[Source data]
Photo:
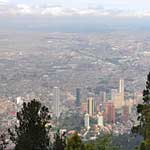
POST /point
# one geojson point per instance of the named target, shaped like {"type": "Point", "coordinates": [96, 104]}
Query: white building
{"type": "Point", "coordinates": [87, 121]}
{"type": "Point", "coordinates": [100, 120]}
{"type": "Point", "coordinates": [56, 94]}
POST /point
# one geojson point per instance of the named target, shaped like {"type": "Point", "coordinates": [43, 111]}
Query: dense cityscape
{"type": "Point", "coordinates": [91, 83]}
{"type": "Point", "coordinates": [74, 75]}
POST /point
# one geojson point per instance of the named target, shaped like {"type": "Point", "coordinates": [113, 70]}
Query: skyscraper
{"type": "Point", "coordinates": [90, 106]}
{"type": "Point", "coordinates": [86, 121]}
{"type": "Point", "coordinates": [100, 120]}
{"type": "Point", "coordinates": [119, 96]}
{"type": "Point", "coordinates": [109, 113]}
{"type": "Point", "coordinates": [121, 89]}
{"type": "Point", "coordinates": [56, 92]}
{"type": "Point", "coordinates": [78, 96]}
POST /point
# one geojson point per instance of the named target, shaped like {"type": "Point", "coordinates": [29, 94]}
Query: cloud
{"type": "Point", "coordinates": [8, 9]}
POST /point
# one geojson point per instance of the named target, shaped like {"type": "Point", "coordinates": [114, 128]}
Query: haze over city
{"type": "Point", "coordinates": [86, 61]}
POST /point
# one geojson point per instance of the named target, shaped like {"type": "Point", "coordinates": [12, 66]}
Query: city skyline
{"type": "Point", "coordinates": [75, 8]}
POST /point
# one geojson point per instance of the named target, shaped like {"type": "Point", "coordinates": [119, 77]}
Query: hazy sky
{"type": "Point", "coordinates": [126, 8]}
{"type": "Point", "coordinates": [119, 4]}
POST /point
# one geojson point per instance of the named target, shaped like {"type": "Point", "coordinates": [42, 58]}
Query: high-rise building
{"type": "Point", "coordinates": [121, 89]}
{"type": "Point", "coordinates": [125, 116]}
{"type": "Point", "coordinates": [109, 113]}
{"type": "Point", "coordinates": [113, 93]}
{"type": "Point", "coordinates": [87, 121]}
{"type": "Point", "coordinates": [56, 93]}
{"type": "Point", "coordinates": [90, 106]}
{"type": "Point", "coordinates": [100, 120]}
{"type": "Point", "coordinates": [119, 97]}
{"type": "Point", "coordinates": [121, 86]}
{"type": "Point", "coordinates": [78, 96]}
{"type": "Point", "coordinates": [103, 97]}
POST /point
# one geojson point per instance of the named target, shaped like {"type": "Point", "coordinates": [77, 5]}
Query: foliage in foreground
{"type": "Point", "coordinates": [31, 133]}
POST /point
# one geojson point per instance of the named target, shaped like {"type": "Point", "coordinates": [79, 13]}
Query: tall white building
{"type": "Point", "coordinates": [121, 88]}
{"type": "Point", "coordinates": [100, 120]}
{"type": "Point", "coordinates": [87, 121]}
{"type": "Point", "coordinates": [56, 93]}
{"type": "Point", "coordinates": [90, 106]}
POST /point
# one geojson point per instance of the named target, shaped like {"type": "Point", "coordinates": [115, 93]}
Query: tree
{"type": "Point", "coordinates": [144, 116]}
{"type": "Point", "coordinates": [60, 142]}
{"type": "Point", "coordinates": [31, 132]}
{"type": "Point", "coordinates": [74, 143]}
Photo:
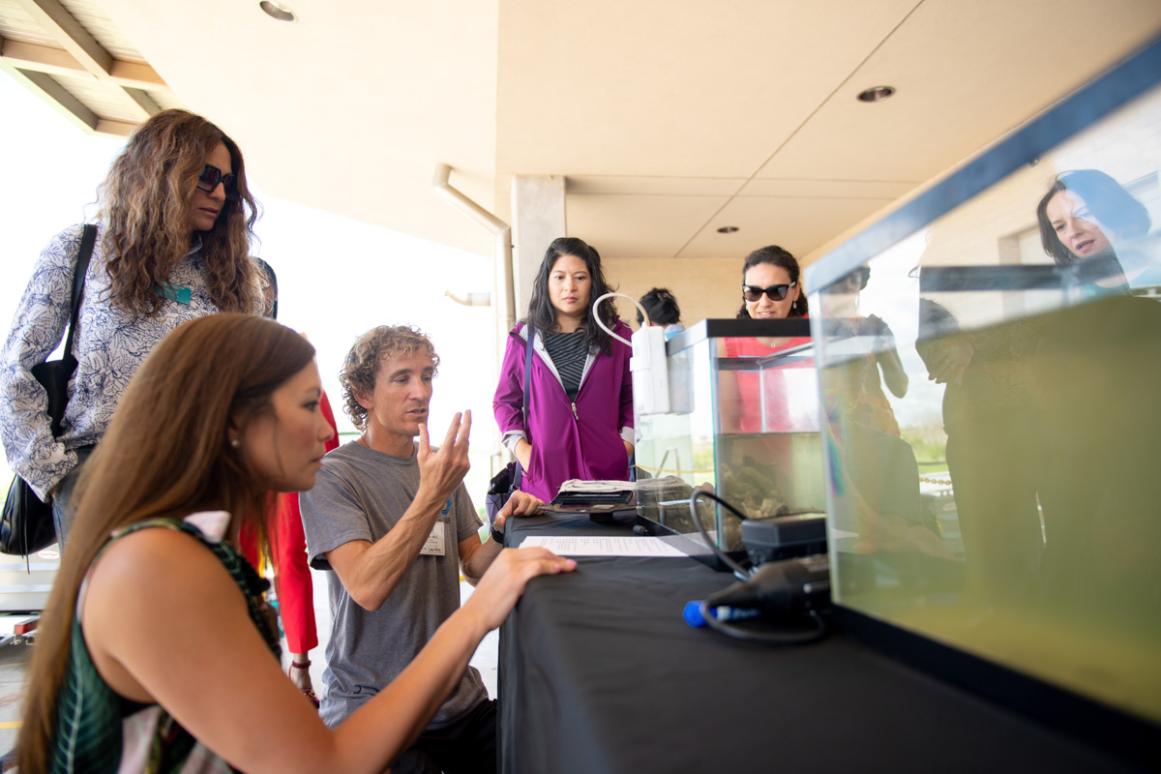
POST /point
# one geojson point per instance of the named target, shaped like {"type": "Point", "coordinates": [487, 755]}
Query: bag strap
{"type": "Point", "coordinates": [527, 376]}
{"type": "Point", "coordinates": [83, 258]}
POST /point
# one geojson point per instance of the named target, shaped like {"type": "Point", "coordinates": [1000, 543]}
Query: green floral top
{"type": "Point", "coordinates": [99, 730]}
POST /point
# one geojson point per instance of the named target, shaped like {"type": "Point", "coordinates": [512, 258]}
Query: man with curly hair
{"type": "Point", "coordinates": [391, 520]}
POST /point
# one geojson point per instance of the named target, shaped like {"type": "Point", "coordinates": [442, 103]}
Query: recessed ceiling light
{"type": "Point", "coordinates": [875, 93]}
{"type": "Point", "coordinates": [276, 11]}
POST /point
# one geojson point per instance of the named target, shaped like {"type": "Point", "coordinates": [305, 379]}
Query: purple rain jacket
{"type": "Point", "coordinates": [581, 439]}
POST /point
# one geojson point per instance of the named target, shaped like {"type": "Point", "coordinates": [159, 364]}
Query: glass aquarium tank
{"type": "Point", "coordinates": [993, 427]}
{"type": "Point", "coordinates": [743, 424]}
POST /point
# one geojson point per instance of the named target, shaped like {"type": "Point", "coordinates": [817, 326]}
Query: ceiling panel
{"type": "Point", "coordinates": [640, 226]}
{"type": "Point", "coordinates": [828, 188]}
{"type": "Point", "coordinates": [797, 224]}
{"type": "Point", "coordinates": [93, 19]}
{"type": "Point", "coordinates": [670, 87]}
{"type": "Point", "coordinates": [966, 73]}
{"type": "Point", "coordinates": [351, 107]}
{"type": "Point", "coordinates": [656, 185]}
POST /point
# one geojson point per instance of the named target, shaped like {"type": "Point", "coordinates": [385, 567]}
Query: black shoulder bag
{"type": "Point", "coordinates": [507, 480]}
{"type": "Point", "coordinates": [27, 525]}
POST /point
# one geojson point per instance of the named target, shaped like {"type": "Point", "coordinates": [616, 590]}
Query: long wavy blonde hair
{"type": "Point", "coordinates": [164, 455]}
{"type": "Point", "coordinates": [145, 203]}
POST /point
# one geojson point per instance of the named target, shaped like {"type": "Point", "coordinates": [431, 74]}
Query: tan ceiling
{"type": "Point", "coordinates": [668, 118]}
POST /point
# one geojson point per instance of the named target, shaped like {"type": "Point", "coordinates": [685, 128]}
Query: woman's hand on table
{"type": "Point", "coordinates": [520, 504]}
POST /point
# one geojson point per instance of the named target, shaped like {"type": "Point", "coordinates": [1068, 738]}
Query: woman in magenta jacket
{"type": "Point", "coordinates": [581, 400]}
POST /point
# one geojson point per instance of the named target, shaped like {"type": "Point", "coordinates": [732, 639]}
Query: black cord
{"type": "Point", "coordinates": [740, 572]}
{"type": "Point", "coordinates": [766, 637]}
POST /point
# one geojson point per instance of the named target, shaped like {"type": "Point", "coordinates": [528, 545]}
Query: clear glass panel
{"type": "Point", "coordinates": [990, 388]}
{"type": "Point", "coordinates": [743, 425]}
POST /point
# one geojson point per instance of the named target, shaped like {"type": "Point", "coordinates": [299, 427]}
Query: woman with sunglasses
{"type": "Point", "coordinates": [172, 244]}
{"type": "Point", "coordinates": [771, 290]}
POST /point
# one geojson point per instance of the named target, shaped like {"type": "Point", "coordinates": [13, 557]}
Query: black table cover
{"type": "Point", "coordinates": [600, 673]}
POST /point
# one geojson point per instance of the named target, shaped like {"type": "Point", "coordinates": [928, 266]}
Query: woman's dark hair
{"type": "Point", "coordinates": [145, 203]}
{"type": "Point", "coordinates": [1107, 200]}
{"type": "Point", "coordinates": [776, 255]}
{"type": "Point", "coordinates": [541, 312]}
{"type": "Point", "coordinates": [661, 305]}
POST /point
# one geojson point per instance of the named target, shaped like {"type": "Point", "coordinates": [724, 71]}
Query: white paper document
{"type": "Point", "coordinates": [597, 545]}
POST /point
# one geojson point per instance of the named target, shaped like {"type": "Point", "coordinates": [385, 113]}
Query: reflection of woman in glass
{"type": "Point", "coordinates": [1081, 217]}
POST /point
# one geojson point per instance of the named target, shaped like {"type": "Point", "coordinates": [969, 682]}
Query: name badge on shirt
{"type": "Point", "coordinates": [434, 543]}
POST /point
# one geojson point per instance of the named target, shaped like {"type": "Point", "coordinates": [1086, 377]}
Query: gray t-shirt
{"type": "Point", "coordinates": [360, 494]}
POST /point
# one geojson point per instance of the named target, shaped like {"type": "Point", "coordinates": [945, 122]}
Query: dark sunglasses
{"type": "Point", "coordinates": [752, 293]}
{"type": "Point", "coordinates": [211, 176]}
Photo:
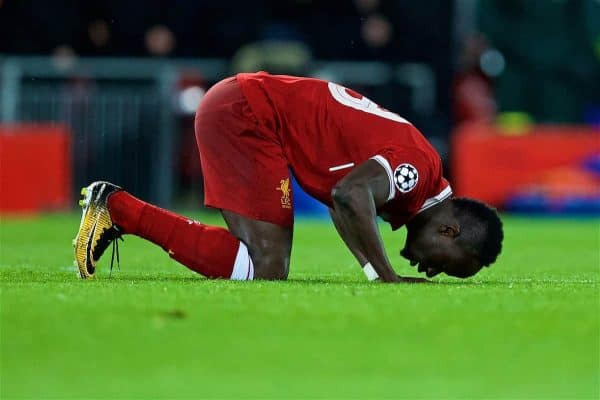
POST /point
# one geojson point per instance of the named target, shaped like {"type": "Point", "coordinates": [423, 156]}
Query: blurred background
{"type": "Point", "coordinates": [508, 91]}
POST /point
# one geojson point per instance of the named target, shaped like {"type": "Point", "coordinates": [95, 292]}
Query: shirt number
{"type": "Point", "coordinates": [363, 104]}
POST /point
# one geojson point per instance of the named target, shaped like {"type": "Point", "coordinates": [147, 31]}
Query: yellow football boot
{"type": "Point", "coordinates": [96, 230]}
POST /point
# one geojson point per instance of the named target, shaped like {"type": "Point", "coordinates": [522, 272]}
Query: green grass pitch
{"type": "Point", "coordinates": [528, 327]}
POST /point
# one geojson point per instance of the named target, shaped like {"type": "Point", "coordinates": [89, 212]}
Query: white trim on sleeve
{"type": "Point", "coordinates": [388, 169]}
{"type": "Point", "coordinates": [444, 194]}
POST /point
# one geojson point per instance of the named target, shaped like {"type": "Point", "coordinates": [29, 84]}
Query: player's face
{"type": "Point", "coordinates": [433, 252]}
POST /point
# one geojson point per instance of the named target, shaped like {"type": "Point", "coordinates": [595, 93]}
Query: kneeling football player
{"type": "Point", "coordinates": [359, 159]}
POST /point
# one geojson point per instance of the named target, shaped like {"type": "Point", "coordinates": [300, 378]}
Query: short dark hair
{"type": "Point", "coordinates": [480, 229]}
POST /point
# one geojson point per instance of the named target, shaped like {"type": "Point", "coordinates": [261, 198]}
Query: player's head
{"type": "Point", "coordinates": [457, 238]}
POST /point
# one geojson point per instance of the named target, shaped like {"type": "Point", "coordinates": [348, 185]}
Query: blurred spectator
{"type": "Point", "coordinates": [473, 90]}
{"type": "Point", "coordinates": [159, 40]}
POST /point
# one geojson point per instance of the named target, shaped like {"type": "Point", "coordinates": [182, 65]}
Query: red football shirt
{"type": "Point", "coordinates": [326, 130]}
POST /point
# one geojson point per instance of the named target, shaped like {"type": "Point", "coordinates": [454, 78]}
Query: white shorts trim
{"type": "Point", "coordinates": [388, 169]}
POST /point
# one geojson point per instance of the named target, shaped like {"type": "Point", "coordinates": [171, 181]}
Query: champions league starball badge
{"type": "Point", "coordinates": [406, 177]}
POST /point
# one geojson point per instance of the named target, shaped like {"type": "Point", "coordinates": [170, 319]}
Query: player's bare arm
{"type": "Point", "coordinates": [355, 200]}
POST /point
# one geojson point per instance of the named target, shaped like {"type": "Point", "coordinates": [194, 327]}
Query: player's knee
{"type": "Point", "coordinates": [270, 265]}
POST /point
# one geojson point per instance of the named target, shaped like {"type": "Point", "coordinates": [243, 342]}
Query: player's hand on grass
{"type": "Point", "coordinates": [406, 279]}
{"type": "Point", "coordinates": [410, 279]}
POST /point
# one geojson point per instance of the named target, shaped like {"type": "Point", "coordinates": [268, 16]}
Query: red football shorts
{"type": "Point", "coordinates": [243, 165]}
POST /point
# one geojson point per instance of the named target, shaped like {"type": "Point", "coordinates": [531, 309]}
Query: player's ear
{"type": "Point", "coordinates": [452, 230]}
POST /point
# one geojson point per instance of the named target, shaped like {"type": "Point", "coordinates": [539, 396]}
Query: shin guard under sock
{"type": "Point", "coordinates": [211, 251]}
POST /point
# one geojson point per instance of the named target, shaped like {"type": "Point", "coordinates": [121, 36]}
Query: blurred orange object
{"type": "Point", "coordinates": [490, 166]}
{"type": "Point", "coordinates": [35, 168]}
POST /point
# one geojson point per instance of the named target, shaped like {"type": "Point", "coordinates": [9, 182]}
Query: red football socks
{"type": "Point", "coordinates": [211, 251]}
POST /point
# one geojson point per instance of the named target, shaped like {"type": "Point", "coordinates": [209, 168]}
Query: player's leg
{"type": "Point", "coordinates": [269, 244]}
{"type": "Point", "coordinates": [110, 212]}
{"type": "Point", "coordinates": [246, 176]}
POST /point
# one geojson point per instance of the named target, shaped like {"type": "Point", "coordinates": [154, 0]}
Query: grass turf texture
{"type": "Point", "coordinates": [527, 327]}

## Work instruction
Restate exactly each line of the data from the one bearing "Query: player's leg" to the end, and add nothing.

## Expected answer
Query: player's leg
{"type": "Point", "coordinates": [269, 244]}
{"type": "Point", "coordinates": [110, 212]}
{"type": "Point", "coordinates": [246, 176]}
POST /point
# one geojson point per instance of the named target, shaped like {"type": "Point", "coordinates": [154, 0]}
Query: grass turf texture
{"type": "Point", "coordinates": [527, 327]}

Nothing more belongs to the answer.